* Given records *
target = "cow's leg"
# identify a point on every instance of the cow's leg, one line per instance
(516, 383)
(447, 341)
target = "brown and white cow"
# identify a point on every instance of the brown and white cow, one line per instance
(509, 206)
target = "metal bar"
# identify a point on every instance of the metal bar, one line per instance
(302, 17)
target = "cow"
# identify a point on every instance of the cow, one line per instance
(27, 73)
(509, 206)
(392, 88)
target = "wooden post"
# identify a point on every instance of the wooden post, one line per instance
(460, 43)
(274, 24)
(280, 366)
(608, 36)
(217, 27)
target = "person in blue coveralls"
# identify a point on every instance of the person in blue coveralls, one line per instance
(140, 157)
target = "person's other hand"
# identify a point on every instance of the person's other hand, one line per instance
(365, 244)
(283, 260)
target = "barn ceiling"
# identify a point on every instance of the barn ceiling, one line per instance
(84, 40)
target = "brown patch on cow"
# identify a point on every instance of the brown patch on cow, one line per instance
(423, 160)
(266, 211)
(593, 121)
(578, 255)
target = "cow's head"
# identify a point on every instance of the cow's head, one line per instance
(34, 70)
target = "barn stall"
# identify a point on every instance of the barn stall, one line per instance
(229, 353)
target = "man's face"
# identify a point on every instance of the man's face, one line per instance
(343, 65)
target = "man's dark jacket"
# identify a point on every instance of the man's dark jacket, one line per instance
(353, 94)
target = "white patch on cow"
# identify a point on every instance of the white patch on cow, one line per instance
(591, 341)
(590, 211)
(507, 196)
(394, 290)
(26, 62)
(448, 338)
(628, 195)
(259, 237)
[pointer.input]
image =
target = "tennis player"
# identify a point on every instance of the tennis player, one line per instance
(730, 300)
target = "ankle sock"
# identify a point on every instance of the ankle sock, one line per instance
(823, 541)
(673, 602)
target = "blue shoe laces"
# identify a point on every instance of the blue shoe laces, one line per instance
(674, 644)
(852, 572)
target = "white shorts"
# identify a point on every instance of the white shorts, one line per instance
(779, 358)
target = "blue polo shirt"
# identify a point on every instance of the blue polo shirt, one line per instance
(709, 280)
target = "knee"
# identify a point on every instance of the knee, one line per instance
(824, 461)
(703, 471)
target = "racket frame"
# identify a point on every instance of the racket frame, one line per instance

* Exercise brief *
Arrange every line of all the records above as a numbered list, leaving out any blank lines.

* Full answer *
1. target = "cow's leg"
2. # identify a point on every instance of the cow's leg, one line per instance
3. (516, 383)
4. (447, 341)
5. target = "brown and white cow"
6. # identify a point on every instance of the brown and white cow, one line per instance
7. (509, 206)
8. target = "metal bar"
9. # identify a point on every instance of the metal bar, one line per instance
10. (302, 17)
11. target = "cow"
12. # identify a point on every instance of the cow, one line per instance
13. (27, 73)
14. (509, 206)
15. (392, 88)
16. target = "wooden post"
17. # identify a point on every instance of the wooden post, one line per instance
18. (460, 43)
19. (274, 24)
20. (280, 366)
21. (608, 36)
22. (217, 27)
23. target = "person in blue coveralls"
24. # identify a point on every instance of the person in blue coveralls, one line per instance
25. (140, 157)
26. target = "person's other hand"
27. # identify a point on every instance of the person's other hand, one line per instance
28. (365, 244)
29. (283, 260)
30. target = "barn ceiling"
31. # identify a point on every instance of the barn ceiling, one line per instance
32. (84, 40)
33. target = "brown patch on cow"
34. # identify a point on every instance of the brown patch on cow, one line per instance
35. (423, 160)
36. (266, 211)
37. (593, 121)
38. (578, 255)
39. target = "cow's head"
40. # identify a point on every instance of the cow's head, one line per instance
41. (34, 70)
42. target = "barn stall"
43. # identify a point on every instance of the barn stall, one line per instance
44. (229, 353)
45. target = "man's face"
46. # identify a point on every instance of the man's face, one line per instance
47. (343, 65)
48. target = "man's dark jacket"
49. # identify a point on every instance of the man's dark jacket, one line per instance
50. (353, 94)
51. target = "white patch on cow"
52. # identify a point on every instance of the white patch on cow, one line per instance
53. (591, 341)
54. (590, 211)
55. (507, 196)
56. (394, 290)
57. (26, 62)
58. (448, 338)
59. (628, 195)
60. (259, 237)
61. [pointer.input]
62. image =
63. target = "tennis player"
64. # identify a point on every instance of the tennis player, one line per instance
65. (730, 300)
66. target = "ankle sock"
67. # identify a point on every instance of the ankle sock, one line per instance
68. (823, 541)
69. (673, 602)
70. target = "blue shoe laces"
71. # identify a point on every instance of the blue shoe laces, one line per instance
72. (674, 644)
73. (852, 572)
74. target = "white shorts"
75. # identify a point on every instance of the white shorts, one line per instance
76. (779, 358)
77. target = "blue polo shirt"
78. # identify a point on every instance of the blue polo shirt, one line per instance
79. (709, 280)
80. target = "knee"
81. # identify a point on every instance of the knee, one line per instance
82. (824, 461)
83. (703, 471)
84. target = "racket frame"
85. # identify a point on every instance of the racket frame, one line per instance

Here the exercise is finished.